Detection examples

--- start ---

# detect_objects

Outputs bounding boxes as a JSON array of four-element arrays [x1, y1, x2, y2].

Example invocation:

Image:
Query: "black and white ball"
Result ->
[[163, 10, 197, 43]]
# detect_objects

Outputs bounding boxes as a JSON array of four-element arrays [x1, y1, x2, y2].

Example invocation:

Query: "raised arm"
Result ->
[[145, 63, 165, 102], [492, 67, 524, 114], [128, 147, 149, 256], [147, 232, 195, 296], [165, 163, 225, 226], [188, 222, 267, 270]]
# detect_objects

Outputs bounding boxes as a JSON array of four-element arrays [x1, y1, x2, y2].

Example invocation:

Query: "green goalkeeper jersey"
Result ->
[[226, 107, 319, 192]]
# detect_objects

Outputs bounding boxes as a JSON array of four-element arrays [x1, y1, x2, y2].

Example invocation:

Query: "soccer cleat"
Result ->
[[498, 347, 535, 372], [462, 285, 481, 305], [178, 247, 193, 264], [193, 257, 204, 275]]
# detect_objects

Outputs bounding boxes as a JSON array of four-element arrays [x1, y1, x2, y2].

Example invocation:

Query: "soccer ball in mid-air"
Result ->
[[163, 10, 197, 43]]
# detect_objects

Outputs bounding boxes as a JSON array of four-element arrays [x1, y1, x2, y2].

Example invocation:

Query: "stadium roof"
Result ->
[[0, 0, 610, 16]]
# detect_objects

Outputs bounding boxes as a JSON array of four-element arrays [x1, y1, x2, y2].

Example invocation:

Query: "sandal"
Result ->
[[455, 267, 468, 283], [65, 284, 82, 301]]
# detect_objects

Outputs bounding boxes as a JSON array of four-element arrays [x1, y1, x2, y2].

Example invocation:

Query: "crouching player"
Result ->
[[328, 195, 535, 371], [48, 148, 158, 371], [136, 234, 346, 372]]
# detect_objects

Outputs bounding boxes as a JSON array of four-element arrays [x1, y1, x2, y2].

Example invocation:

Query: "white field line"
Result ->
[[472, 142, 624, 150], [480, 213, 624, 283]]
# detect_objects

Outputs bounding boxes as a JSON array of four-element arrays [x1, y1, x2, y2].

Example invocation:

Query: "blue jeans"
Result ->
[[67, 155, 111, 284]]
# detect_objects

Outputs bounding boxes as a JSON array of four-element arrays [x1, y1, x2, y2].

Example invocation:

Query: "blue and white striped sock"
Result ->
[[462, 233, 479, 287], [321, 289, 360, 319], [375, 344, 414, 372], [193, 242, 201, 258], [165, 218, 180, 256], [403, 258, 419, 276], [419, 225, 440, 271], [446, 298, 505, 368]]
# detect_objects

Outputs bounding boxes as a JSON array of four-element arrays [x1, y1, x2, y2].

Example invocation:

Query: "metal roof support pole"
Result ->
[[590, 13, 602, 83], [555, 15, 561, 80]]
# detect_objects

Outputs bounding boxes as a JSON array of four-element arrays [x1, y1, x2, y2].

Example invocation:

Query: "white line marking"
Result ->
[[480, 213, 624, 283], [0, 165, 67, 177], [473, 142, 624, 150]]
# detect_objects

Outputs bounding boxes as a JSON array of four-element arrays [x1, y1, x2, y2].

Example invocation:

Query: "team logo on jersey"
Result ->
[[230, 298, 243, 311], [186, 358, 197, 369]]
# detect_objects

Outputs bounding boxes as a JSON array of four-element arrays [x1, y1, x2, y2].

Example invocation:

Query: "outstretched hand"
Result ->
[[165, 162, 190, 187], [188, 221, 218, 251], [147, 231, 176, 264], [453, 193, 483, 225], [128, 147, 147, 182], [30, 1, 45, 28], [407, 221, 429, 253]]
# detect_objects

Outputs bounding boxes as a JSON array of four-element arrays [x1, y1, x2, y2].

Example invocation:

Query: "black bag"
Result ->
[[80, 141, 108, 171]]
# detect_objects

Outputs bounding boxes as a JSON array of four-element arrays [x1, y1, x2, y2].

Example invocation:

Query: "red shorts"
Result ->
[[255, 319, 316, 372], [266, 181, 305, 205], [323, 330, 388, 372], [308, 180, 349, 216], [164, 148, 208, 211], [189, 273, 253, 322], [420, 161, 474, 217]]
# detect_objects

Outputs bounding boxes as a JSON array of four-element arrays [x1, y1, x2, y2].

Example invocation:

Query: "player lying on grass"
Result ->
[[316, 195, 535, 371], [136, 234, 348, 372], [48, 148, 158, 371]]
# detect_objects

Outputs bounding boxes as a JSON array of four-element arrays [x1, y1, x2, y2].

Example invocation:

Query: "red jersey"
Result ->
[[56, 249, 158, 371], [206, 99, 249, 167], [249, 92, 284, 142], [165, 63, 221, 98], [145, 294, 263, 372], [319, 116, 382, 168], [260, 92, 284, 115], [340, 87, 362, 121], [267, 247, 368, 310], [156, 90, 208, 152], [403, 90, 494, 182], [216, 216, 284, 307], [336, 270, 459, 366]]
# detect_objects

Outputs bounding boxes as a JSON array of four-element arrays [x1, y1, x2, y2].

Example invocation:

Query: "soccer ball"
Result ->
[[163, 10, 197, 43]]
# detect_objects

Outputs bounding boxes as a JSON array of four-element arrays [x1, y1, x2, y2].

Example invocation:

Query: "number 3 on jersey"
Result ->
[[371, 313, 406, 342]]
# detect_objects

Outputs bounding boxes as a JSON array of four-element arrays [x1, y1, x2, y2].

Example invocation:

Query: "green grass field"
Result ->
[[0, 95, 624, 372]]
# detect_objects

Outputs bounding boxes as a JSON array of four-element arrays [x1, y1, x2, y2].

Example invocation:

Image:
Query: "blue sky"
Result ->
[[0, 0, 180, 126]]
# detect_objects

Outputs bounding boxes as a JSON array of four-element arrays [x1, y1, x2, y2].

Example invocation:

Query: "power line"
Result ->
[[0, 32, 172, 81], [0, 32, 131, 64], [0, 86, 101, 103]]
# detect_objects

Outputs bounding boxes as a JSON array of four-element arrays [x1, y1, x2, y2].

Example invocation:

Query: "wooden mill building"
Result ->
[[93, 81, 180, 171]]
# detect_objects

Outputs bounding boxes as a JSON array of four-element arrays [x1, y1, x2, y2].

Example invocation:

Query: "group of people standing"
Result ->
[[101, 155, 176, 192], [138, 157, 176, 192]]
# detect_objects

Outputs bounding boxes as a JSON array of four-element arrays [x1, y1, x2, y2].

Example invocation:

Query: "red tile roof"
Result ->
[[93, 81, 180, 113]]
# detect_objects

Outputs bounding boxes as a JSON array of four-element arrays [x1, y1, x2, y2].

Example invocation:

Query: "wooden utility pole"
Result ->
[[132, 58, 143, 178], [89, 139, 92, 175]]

--- end ---

* Written problem: How many of the lines above contain the string "soccer"? Reply with the number alone.

* Answer to this task: 3